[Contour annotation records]
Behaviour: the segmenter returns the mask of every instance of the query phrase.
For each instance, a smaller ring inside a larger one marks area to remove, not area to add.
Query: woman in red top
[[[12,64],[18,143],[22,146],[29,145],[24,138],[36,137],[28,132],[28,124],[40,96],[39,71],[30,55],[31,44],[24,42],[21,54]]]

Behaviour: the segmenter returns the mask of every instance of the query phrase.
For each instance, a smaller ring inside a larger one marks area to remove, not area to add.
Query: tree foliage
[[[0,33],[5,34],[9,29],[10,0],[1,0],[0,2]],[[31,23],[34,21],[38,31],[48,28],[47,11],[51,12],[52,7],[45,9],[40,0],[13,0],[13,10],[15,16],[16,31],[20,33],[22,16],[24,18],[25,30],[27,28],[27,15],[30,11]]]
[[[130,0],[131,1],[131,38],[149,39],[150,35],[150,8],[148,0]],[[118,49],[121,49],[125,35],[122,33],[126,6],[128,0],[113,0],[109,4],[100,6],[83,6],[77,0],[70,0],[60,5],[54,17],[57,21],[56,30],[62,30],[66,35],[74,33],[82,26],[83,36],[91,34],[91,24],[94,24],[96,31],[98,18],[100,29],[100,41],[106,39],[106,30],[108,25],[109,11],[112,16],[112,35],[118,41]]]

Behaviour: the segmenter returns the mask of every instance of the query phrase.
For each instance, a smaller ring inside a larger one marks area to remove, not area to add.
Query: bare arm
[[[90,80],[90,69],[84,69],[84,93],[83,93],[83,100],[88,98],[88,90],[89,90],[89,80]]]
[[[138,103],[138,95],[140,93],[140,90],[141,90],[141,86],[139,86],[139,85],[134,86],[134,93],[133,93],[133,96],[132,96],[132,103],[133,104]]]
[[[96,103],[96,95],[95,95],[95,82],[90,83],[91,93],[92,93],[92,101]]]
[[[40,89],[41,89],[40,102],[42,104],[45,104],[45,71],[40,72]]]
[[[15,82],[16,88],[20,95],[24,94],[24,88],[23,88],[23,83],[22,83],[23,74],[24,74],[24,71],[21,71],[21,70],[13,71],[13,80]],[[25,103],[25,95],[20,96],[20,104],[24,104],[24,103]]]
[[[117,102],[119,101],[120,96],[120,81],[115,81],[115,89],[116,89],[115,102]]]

> [Task to complete]
Copy the lines of the material above without any changes.

> [The completed task]
Behaviour: the segmenter returns the mask of every instance of the query phrase.
For each instance, a smaller ring inside a larger one marks area to remove, not area to add.
Query: woman in red top
[[[12,64],[18,143],[22,146],[29,145],[24,138],[36,137],[28,132],[28,124],[40,96],[39,71],[30,55],[31,44],[24,42],[21,54]]]

Behaviour: the segmenter returns the mask of every instance of the query phrase.
For each instance, a smaller ring inside a larger one marks area to remove, not area to add.
Query: tree foliage
[[[0,33],[5,34],[9,29],[10,0],[1,0],[0,2]],[[31,23],[34,21],[38,31],[48,28],[47,11],[51,12],[52,7],[45,9],[40,0],[13,0],[13,10],[15,16],[16,31],[20,33],[22,16],[24,18],[25,30],[27,28],[27,15],[30,11]]]
[[[130,0],[131,1],[131,38],[149,39],[150,35],[150,8],[148,0]],[[118,49],[121,49],[125,35],[122,33],[126,6],[128,0],[113,0],[109,4],[100,6],[83,6],[77,0],[70,0],[60,5],[54,17],[57,21],[56,30],[62,30],[66,35],[74,33],[82,26],[83,36],[91,34],[91,24],[94,24],[96,31],[98,18],[100,29],[100,41],[106,39],[106,30],[108,25],[109,11],[112,16],[112,35],[118,41]]]

Behaviour: the segmenter returns the mask of every instance of the query phrase.
For each instance, a smaller ring inside a larger one marks area to remove, not area to add.
Query: bare arm
[[[90,80],[90,69],[84,69],[84,93],[83,93],[83,100],[88,98],[88,90],[89,90],[89,80]]]
[[[138,103],[138,95],[140,93],[140,90],[141,90],[141,86],[139,86],[139,85],[134,86],[134,93],[133,93],[133,96],[132,96],[132,103],[133,104]]]
[[[96,103],[96,95],[95,95],[95,82],[90,83],[91,93],[92,93],[92,101]]]
[[[40,89],[41,89],[40,102],[42,104],[45,104],[45,71],[40,72]]]
[[[15,82],[16,88],[20,95],[24,94],[24,88],[23,88],[23,83],[22,83],[23,74],[24,74],[24,71],[21,71],[21,70],[13,71],[13,80]],[[25,103],[25,95],[20,96],[20,104],[24,104],[24,103]]]
[[[117,102],[119,101],[120,96],[120,81],[115,81],[115,89],[116,89],[115,102]]]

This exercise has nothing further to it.